### WHAT YOU ARE ASKED TO DO
Once the line containing "It would be wonderful if you could highlight the arched gable" is found, retype it and each line after it through the last entry below, word for word, and nothing else.

┏━━

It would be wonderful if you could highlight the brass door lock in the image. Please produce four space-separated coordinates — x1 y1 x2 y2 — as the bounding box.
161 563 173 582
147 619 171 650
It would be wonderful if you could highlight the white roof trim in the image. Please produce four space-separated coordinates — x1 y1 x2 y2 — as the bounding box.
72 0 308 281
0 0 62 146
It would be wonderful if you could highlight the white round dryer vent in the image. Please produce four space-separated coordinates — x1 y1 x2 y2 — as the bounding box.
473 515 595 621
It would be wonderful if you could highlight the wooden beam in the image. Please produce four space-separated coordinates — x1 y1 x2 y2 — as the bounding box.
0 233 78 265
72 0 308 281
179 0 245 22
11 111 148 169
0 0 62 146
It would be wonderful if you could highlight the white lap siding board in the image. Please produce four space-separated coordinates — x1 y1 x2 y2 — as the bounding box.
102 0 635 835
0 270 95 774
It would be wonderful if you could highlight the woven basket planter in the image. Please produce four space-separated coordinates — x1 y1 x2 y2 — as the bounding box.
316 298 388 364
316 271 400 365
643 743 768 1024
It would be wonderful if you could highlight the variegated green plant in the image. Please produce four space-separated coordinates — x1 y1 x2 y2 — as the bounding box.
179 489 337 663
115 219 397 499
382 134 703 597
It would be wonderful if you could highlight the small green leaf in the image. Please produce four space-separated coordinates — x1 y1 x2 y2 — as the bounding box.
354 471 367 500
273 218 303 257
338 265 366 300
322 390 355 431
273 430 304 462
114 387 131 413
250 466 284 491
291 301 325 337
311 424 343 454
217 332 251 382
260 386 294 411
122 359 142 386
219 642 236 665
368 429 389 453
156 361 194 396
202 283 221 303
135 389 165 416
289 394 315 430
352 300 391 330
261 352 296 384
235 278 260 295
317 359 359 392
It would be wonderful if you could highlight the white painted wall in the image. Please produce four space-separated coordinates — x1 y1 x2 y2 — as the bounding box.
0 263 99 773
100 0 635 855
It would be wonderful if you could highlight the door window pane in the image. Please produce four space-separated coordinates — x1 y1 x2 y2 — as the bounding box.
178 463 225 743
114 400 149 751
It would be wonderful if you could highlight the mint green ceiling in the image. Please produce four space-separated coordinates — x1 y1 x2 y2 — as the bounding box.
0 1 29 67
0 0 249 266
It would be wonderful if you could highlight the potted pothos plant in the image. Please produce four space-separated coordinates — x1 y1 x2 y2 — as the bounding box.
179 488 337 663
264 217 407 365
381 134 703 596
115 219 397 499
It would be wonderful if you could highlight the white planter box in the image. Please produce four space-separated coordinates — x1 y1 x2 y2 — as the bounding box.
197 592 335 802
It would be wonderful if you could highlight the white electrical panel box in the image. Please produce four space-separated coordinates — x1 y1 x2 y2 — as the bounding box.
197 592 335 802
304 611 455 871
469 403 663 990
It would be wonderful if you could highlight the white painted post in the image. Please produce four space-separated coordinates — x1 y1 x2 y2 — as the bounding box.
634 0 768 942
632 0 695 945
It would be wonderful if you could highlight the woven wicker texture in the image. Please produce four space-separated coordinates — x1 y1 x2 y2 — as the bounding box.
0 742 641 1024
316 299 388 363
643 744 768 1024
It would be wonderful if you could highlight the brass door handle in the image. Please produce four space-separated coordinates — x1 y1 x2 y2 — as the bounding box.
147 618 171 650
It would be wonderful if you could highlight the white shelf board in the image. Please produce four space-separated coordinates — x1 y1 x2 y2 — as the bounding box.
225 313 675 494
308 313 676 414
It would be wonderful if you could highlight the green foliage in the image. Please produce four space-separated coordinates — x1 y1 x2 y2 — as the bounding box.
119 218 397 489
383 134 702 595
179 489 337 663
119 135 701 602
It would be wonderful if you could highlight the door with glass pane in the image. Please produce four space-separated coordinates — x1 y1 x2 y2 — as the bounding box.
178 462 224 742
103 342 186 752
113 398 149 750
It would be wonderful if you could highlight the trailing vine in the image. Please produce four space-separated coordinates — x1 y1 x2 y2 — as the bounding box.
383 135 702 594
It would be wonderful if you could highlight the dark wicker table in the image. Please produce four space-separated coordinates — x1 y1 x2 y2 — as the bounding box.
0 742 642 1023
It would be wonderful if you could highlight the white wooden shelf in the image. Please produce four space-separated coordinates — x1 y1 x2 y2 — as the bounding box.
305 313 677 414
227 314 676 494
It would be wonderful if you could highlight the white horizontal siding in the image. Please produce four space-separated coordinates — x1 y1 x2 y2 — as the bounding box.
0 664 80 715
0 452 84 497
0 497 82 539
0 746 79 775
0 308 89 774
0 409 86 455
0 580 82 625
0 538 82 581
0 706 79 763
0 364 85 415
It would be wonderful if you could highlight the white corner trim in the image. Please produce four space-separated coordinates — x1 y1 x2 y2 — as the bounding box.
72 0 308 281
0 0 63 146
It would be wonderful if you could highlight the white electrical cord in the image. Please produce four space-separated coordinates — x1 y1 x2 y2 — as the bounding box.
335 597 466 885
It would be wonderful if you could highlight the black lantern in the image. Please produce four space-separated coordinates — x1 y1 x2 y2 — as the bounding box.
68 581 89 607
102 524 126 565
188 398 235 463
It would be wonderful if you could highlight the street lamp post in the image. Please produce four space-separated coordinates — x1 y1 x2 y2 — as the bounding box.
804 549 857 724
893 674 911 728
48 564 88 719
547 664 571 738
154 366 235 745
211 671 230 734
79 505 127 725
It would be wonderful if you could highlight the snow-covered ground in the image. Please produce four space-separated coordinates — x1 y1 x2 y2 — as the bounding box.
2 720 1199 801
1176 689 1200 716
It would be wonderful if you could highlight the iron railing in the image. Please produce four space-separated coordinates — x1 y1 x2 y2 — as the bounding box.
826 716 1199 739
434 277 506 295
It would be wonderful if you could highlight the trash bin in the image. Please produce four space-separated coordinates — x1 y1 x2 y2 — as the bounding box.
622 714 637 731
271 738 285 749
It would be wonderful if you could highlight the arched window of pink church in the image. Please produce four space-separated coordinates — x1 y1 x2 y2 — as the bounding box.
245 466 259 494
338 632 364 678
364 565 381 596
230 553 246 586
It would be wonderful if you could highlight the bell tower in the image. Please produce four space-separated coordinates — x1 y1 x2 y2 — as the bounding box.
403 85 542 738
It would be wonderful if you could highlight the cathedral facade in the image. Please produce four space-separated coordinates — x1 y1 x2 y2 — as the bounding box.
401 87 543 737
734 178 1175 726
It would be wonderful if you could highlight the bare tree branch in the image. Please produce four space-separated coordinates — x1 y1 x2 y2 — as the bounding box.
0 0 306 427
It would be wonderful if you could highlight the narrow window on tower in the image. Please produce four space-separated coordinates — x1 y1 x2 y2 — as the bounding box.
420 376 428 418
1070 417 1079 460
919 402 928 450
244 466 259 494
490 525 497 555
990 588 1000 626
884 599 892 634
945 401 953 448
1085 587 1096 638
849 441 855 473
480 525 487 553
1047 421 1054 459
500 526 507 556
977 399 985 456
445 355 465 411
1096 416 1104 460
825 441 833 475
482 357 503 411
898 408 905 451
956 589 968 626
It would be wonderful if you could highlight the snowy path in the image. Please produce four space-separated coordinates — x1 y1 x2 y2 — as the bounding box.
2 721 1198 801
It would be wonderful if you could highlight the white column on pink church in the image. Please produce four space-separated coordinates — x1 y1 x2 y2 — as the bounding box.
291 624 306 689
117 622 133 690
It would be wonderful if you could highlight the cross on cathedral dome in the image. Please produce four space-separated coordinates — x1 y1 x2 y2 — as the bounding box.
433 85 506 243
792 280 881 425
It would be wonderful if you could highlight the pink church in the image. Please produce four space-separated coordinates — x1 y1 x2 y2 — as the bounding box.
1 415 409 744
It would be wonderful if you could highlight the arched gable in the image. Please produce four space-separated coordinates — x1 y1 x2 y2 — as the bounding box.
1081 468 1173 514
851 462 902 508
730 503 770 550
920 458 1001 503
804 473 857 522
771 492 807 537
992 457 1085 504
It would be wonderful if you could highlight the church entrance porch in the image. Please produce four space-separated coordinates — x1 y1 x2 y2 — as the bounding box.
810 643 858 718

┗━━

### EXERCISE OUTPUT
It would be wonderful if you could highlight the arched gable in the image. Please produce four space-separated coordinates — x1 y1 x2 y2 — as the bounding box.
1081 468 1173 514
851 462 902 508
730 503 770 550
920 458 1001 503
804 473 857 522
771 492 807 537
992 457 1085 504
It would be wonderful if you could highlight the church entrance porch in the image. Please produce four space-separated coordinates — x1 y1 x2 y2 — as the bounding box.
810 643 858 718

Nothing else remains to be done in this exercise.